**Provided passage**
-- begin --

The french have done a lot more recently; Elie Caninvenc built a chine open 60 a couple of years ago which is reportedly fast and very light, although the budget has hindered the results more than anything. There are also the Bepox shipyard boats which are Open class derivatives and look great.

 

For the RC specialists out there, Graham Bantock has designed a chine hull 1 metre which looks great and reportedly sails very well, whilst there are numerous examples of designs around the world of Van de Stadt, Roberto Barros and Marc Lombard designed fast cruising boats with chine hulls (I should point out that by chine hulls I mean panelled construction like Antony's boat, not like the 'round-bilge-with-chine' Volvo boats).

 

As the panels are built on a flat surface, they need minimal filling when fitted, as they are very fair, so you save weight. Also, vacuum bagging is easier, and as the panels are stressed slightly when they are bent around the hull, you gain a bit in stiffness too.

-- end --

**Exercise goal**
Reproduce the passage above on chine-hull boats word for word, in full.

**Data**
-- begin --

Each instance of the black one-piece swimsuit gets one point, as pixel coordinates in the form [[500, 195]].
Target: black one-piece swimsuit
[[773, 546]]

-- end --

**Solution for this exercise**
The french have done a lot more recently; Elie Caninvenc built a chine open 60 a couple of years ago which is reportedly fast and very light, although the budget has hindered the results more than anything. There are also the Bepox shipyard boats which are Open class derivatives and look great.

 

For the RC specialists out there, Graham Bantock has designed a chine hull 1 metre which looks great and reportedly sails very well, whilst there are numerous examples of designs around the world of Van de Stadt, Roberto Barros and Marc Lombard designed fast cruising boats with chine hulls (I should point out that by chine hulls I mean panelled construction like Antony's boat, not like the 'round-bilge-with-chine' Volvo boats).

 

As the panels are built on a flat surface, they need minimal filling when fitted, as they are very fair, so you save weight. Also, vacuum bagging is easier, and as the panels are stressed slightly when they are bent around the hull, you gain a bit in stiffness too.